**Your instructions**
Print every line of the material exactly.

**Exercise materials**
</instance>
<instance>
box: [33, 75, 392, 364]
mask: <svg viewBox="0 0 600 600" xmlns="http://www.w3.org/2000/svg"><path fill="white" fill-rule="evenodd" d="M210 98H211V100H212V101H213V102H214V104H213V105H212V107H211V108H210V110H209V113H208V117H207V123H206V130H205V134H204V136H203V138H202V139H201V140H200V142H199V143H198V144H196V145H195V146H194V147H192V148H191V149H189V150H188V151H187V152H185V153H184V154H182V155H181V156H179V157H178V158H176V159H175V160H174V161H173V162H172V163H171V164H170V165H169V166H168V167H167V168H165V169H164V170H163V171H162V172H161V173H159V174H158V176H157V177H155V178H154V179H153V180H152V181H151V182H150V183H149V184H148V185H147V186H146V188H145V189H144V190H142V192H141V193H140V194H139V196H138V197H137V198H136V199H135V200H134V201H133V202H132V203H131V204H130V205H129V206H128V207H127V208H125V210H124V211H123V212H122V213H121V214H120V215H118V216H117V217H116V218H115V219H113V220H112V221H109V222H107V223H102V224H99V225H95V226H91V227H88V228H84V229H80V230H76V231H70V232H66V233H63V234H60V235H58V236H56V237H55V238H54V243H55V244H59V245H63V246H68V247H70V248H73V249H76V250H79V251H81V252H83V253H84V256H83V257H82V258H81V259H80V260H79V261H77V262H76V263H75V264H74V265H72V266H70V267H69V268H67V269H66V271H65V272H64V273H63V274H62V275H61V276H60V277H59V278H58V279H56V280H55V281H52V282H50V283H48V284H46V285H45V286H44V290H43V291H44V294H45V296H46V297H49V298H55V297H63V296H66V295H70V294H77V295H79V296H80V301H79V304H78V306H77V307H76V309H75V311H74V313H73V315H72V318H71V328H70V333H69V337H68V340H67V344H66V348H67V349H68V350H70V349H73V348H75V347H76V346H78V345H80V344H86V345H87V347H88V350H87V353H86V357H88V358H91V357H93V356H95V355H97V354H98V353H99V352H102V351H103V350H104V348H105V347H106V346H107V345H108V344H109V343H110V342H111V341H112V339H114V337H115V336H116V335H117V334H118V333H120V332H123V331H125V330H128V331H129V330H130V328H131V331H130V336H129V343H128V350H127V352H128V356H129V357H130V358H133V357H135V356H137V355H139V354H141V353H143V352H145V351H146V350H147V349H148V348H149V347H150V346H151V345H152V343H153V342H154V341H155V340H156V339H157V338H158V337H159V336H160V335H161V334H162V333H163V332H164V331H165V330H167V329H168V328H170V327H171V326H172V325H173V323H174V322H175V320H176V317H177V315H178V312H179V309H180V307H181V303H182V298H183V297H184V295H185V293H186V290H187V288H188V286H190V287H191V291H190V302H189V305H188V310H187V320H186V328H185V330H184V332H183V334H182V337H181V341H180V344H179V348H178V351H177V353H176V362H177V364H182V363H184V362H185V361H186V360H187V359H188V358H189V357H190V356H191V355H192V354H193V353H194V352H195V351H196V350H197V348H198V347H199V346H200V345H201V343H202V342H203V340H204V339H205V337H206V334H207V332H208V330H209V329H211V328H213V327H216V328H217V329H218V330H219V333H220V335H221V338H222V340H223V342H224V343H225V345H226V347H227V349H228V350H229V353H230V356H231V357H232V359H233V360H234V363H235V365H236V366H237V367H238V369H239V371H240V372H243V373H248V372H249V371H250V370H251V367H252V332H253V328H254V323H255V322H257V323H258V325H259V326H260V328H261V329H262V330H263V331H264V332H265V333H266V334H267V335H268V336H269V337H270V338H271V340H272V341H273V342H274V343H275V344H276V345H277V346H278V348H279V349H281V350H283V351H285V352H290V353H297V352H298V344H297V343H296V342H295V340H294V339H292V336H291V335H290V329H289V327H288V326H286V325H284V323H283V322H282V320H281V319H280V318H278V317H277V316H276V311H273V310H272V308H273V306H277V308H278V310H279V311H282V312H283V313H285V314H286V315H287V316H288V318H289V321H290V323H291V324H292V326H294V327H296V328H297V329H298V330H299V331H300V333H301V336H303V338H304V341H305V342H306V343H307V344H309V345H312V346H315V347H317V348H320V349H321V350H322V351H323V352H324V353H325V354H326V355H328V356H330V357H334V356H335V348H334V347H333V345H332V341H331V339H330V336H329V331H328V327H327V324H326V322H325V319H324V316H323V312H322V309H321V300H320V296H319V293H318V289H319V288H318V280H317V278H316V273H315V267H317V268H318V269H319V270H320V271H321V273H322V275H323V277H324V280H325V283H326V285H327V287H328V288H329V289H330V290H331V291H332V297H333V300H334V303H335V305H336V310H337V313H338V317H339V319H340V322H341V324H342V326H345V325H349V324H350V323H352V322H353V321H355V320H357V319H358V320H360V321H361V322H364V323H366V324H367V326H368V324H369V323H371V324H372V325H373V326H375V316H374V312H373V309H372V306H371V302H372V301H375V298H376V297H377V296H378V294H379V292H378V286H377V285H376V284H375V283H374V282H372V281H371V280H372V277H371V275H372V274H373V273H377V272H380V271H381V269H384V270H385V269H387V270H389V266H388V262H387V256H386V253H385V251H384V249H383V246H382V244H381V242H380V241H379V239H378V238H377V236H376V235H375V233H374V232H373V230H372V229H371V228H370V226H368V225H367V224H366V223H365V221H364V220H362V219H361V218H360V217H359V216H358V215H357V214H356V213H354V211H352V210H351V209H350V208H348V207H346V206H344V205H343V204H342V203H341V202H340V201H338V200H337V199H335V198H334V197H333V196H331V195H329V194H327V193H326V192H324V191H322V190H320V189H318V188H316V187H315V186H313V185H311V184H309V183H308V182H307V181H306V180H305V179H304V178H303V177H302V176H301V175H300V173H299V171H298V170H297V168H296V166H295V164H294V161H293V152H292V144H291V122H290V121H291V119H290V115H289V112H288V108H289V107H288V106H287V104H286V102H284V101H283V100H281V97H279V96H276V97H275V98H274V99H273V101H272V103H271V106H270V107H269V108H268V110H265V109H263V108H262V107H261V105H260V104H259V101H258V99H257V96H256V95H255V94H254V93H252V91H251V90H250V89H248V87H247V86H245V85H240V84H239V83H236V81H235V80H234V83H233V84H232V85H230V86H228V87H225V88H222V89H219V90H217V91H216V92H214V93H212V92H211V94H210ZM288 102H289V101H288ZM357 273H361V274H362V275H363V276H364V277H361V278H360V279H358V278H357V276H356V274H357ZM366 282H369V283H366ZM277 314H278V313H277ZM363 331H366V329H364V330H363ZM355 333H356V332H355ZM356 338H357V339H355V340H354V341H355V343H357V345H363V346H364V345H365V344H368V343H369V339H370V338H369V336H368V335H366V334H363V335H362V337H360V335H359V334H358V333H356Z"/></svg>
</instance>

**Task output**
</instance>
<instance>
box: [33, 75, 392, 364]
mask: <svg viewBox="0 0 600 600" xmlns="http://www.w3.org/2000/svg"><path fill="white" fill-rule="evenodd" d="M210 98H211V100H212V101H213V102H214V104H213V105H212V107H211V108H210V110H209V113H208V117H207V123H206V130H205V134H204V136H203V138H202V139H201V140H200V142H199V143H198V144H196V145H195V146H194V147H192V148H191V149H189V150H188V151H187V152H185V153H184V154H182V155H181V156H179V157H178V158H176V159H175V160H174V161H173V162H172V163H171V164H170V165H169V166H168V167H167V168H165V169H164V170H163V171H162V172H161V173H159V174H158V176H157V177H155V178H154V179H153V180H152V181H151V182H150V183H149V184H148V185H147V186H146V188H145V189H144V190H142V192H141V193H140V194H139V196H138V197H137V198H136V199H135V200H134V201H133V202H132V203H131V204H130V205H129V206H128V207H127V208H125V210H124V211H123V212H122V213H121V214H120V215H118V216H117V217H116V218H115V219H113V220H112V221H109V222H107V223H102V224H99V225H95V226H91V227H88V228H84V229H80V230H76V231H70V232H66V233H63V234H60V235H58V236H56V237H55V238H54V243H55V244H59V245H63V246H68V247H70V248H73V249H76V250H79V251H81V252H83V253H84V256H83V257H82V258H81V259H80V260H79V261H77V262H76V263H75V264H74V265H72V266H70V267H69V268H67V269H66V271H65V272H64V273H63V274H62V275H61V276H60V277H59V278H58V279H56V280H55V281H52V282H50V283H48V284H46V285H45V286H44V290H43V291H44V294H45V296H46V297H49V298H55V297H63V296H66V295H70V294H77V295H79V296H80V301H79V304H78V306H77V307H76V309H75V311H74V313H73V315H72V318H71V328H70V333H69V337H68V340H67V344H66V348H67V349H68V350H70V349H73V348H75V347H76V346H78V345H80V344H86V345H87V347H88V350H87V353H86V357H88V358H91V357H93V356H95V355H97V354H98V353H99V352H102V351H103V350H104V348H105V347H106V346H107V345H108V344H109V343H110V342H111V341H112V339H114V337H115V336H116V335H117V334H118V333H120V332H123V331H125V330H128V331H129V330H130V328H131V331H130V336H129V343H128V350H127V352H128V356H129V357H130V358H133V357H135V356H137V355H139V354H141V353H143V352H145V351H146V350H147V349H148V348H149V347H150V346H151V345H152V343H153V342H154V341H155V340H156V339H157V338H158V337H159V336H160V335H161V334H162V333H163V332H164V331H165V330H167V329H168V328H170V327H171V326H172V325H173V323H174V322H175V320H176V317H177V315H178V312H179V309H180V307H181V303H182V298H183V297H184V295H185V293H186V290H187V288H188V286H190V287H191V291H190V302H189V305H188V310H187V320H186V328H185V330H184V332H183V334H182V337H181V341H180V344H179V348H178V351H177V353H176V362H177V364H182V363H184V362H185V361H186V360H187V359H188V358H189V357H190V356H191V355H192V354H193V353H194V352H195V351H196V350H197V348H198V347H199V346H200V345H201V343H202V342H203V340H204V339H205V337H206V334H207V332H208V330H209V329H211V328H213V327H216V328H217V329H218V330H219V333H220V335H221V338H222V340H223V342H224V343H225V345H226V347H227V349H228V350H229V353H230V356H231V357H232V359H233V360H234V363H235V365H236V366H237V367H238V369H239V371H240V372H243V373H248V372H249V371H250V370H251V367H252V332H253V328H254V323H255V322H257V323H258V325H259V326H260V328H261V329H262V330H263V331H264V332H265V333H266V334H267V335H268V336H269V337H270V338H271V340H272V341H273V342H274V343H275V344H276V345H277V346H278V348H279V349H281V350H283V351H285V352H290V353H297V352H298V344H297V343H296V342H295V340H294V339H292V336H291V335H290V329H289V327H288V326H286V325H284V323H283V322H282V320H281V319H280V318H278V317H277V316H276V311H273V310H272V308H273V306H277V308H278V310H279V311H282V312H283V313H285V314H286V315H287V316H288V318H289V321H290V323H291V324H292V326H294V327H296V328H297V329H298V330H299V331H300V333H301V336H303V338H304V341H305V342H306V343H307V344H309V345H312V346H315V347H317V348H320V349H321V350H322V351H323V352H324V353H325V354H326V355H328V356H330V357H334V356H335V348H334V347H333V345H332V341H331V339H330V336H329V331H328V327H327V324H326V322H325V319H324V316H323V312H322V309H321V300H320V296H319V293H318V289H319V288H318V280H317V278H316V273H315V267H317V268H318V269H319V270H320V271H321V273H322V275H323V277H324V280H325V283H326V285H327V287H328V288H329V289H330V290H331V291H332V297H333V300H334V303H335V305H336V310H337V313H338V317H339V319H340V322H341V324H342V326H345V325H349V324H350V323H352V322H353V321H355V320H357V319H358V320H360V321H361V322H364V323H366V324H367V326H368V324H369V323H371V324H372V325H373V326H375V316H374V312H373V309H372V306H371V302H372V301H375V298H376V297H377V296H378V294H379V292H378V286H377V285H376V284H375V283H374V282H372V281H371V280H372V277H371V275H372V274H373V273H377V272H380V271H381V269H384V270H385V269H387V270H389V266H388V262H387V256H386V253H385V251H384V249H383V246H382V244H381V242H380V241H379V239H378V238H377V236H376V235H375V233H374V232H373V230H372V229H371V228H370V226H368V225H367V224H366V223H365V221H364V220H362V219H361V218H360V217H359V216H358V215H357V214H356V213H354V211H352V210H351V209H350V208H348V207H346V206H344V205H343V204H342V203H341V202H340V201H338V200H337V199H335V198H334V197H333V196H331V195H329V194H327V193H326V192H324V191H322V190H320V189H318V188H316V187H315V186H313V185H311V184H309V183H308V182H307V181H306V180H305V179H304V178H303V177H302V176H301V175H300V173H299V171H298V170H297V168H296V166H295V164H294V161H293V152H292V144H291V122H290V121H291V119H290V115H289V112H288V108H289V107H288V106H287V104H286V102H284V101H283V100H281V97H279V96H276V97H275V98H274V99H273V101H272V103H271V106H270V107H269V108H268V110H265V109H263V108H262V107H261V105H260V104H259V101H258V99H257V96H256V95H255V94H254V93H252V91H251V90H250V89H248V87H247V86H245V85H240V84H239V83H236V81H235V80H234V83H233V84H232V85H230V86H228V87H225V88H222V89H219V90H217V91H216V92H214V93H212V92H211V94H210ZM288 102H289V101H288ZM357 273H361V274H362V275H363V276H364V277H361V278H360V279H358V278H357V276H356V274H357ZM366 282H369V283H366ZM277 314H278V313H277ZM363 331H366V329H364V330H363ZM355 333H356V332H355ZM356 338H357V339H355V340H354V341H355V343H357V345H363V346H364V345H365V344H368V343H369V339H370V338H369V336H368V335H366V334H363V335H362V337H360V335H359V334H358V333H356Z"/></svg>
</instance>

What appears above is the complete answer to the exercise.